What you need to do ▸ At the line that includes "Locate every instance of the eagle's white", begin writing out the entries below exactly, and continue through the last line without adding anything.

---- Exercise data

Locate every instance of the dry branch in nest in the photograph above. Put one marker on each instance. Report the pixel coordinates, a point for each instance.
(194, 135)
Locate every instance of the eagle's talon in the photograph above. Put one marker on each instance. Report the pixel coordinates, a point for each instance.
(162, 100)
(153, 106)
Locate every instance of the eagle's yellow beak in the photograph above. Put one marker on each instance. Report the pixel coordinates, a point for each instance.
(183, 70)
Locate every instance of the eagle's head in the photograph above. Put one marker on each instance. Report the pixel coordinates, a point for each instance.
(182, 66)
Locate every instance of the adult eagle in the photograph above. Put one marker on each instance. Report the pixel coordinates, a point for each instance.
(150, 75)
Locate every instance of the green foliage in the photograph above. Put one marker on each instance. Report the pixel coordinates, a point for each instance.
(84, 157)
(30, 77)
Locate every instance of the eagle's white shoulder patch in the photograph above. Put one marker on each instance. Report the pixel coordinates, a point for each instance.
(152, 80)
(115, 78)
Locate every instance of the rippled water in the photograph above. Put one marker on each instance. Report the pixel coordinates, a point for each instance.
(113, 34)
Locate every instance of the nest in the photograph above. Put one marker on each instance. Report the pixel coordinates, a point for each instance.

--------

Task result ▸
Locate every instance of the eagle's white shoulder patch in the photograph above. Put one marker on each instance. Report the pixel coordinates, a point for each instance.
(152, 80)
(115, 78)
Locate every instance of the rippled water in the photograph above. Put one marker on each instance. Report the pixel coordinates, a point for each instance.
(113, 34)
Locate every instance of the nest in the photograph above. Put one marker on each instance. Report the pixel coordinates, a point for each instance.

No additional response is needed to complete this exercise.